To be done:
Reproduce the material from its start through the line containing "(401, 1132)", both ends included and requests kept. Multiply every marker coordinate by 1.2 and round to whole numbers, with halves going up, and omit the pictures.

Records from a dataset:
..........
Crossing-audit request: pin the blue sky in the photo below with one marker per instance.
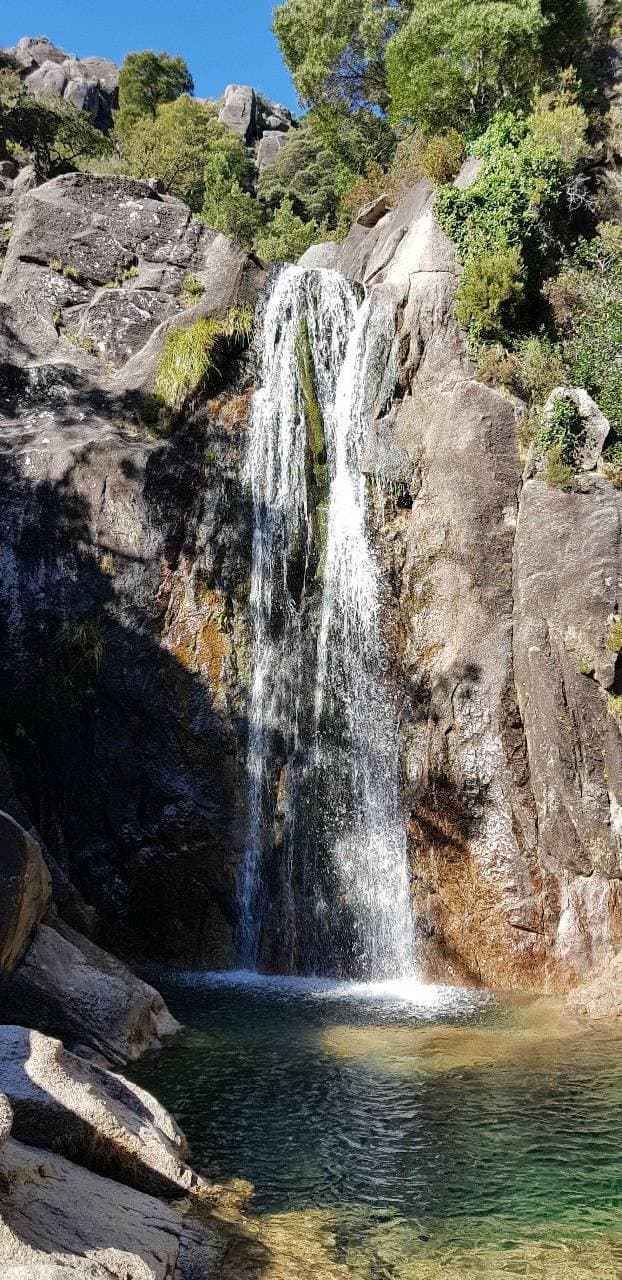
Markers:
(223, 41)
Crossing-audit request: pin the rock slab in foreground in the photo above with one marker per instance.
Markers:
(72, 988)
(92, 1116)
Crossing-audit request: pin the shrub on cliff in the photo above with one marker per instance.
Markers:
(233, 211)
(306, 173)
(586, 300)
(146, 81)
(517, 205)
(490, 286)
(46, 132)
(287, 237)
(191, 356)
(453, 60)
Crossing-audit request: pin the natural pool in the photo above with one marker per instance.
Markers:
(401, 1132)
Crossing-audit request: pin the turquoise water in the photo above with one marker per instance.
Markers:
(426, 1125)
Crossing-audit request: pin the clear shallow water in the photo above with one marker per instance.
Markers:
(412, 1130)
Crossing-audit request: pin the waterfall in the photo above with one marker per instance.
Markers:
(323, 752)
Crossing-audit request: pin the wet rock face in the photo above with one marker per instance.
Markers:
(502, 603)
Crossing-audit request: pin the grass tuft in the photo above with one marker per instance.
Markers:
(191, 356)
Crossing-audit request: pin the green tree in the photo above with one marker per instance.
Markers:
(335, 49)
(453, 60)
(286, 236)
(510, 224)
(234, 213)
(146, 81)
(179, 144)
(47, 132)
(306, 173)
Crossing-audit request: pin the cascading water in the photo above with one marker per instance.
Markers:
(323, 755)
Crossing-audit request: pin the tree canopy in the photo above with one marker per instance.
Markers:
(307, 174)
(146, 81)
(453, 59)
(335, 49)
(184, 145)
(45, 131)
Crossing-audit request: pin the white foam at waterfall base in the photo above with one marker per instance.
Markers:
(401, 997)
(351, 343)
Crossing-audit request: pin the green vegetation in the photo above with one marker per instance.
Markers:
(307, 174)
(557, 472)
(586, 301)
(452, 62)
(187, 362)
(146, 81)
(191, 356)
(490, 284)
(287, 236)
(81, 645)
(46, 132)
(613, 638)
(614, 705)
(563, 430)
(508, 224)
(184, 145)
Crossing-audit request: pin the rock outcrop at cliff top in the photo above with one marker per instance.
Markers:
(88, 83)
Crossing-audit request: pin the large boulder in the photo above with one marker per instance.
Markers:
(33, 51)
(88, 83)
(239, 110)
(26, 890)
(71, 988)
(100, 1120)
(103, 261)
(567, 574)
(269, 149)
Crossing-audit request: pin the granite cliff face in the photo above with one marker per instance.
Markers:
(499, 588)
(126, 565)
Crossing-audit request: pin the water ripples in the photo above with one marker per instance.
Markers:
(399, 1120)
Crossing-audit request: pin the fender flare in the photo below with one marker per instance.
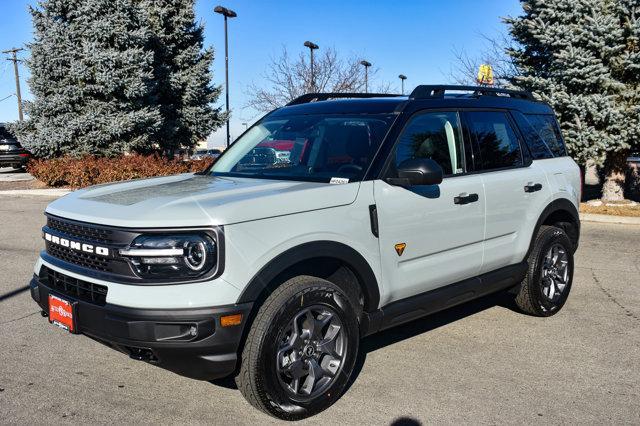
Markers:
(325, 249)
(559, 204)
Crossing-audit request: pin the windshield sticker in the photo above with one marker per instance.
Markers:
(338, 181)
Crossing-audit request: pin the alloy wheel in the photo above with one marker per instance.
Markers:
(555, 272)
(311, 352)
..........
Exercise result:
Crossing-audit request: pin the blue sky in the photo below with one marker per instance.
Markers:
(268, 49)
Crossing-audit request: pin the rock slab in foreground in the photo above with one marker per instance.
Markers:
(86, 1186)
(110, 1339)
Crossing-audit request: pin the shrub on cliff in the photo above with one marker per instance.
Markers:
(280, 253)
(367, 208)
(703, 360)
(175, 97)
(620, 246)
(588, 343)
(55, 158)
(344, 284)
(229, 427)
(544, 72)
Crossing-audit request: pin the natural pool in the photo above with one marker per instance.
Markers:
(481, 1358)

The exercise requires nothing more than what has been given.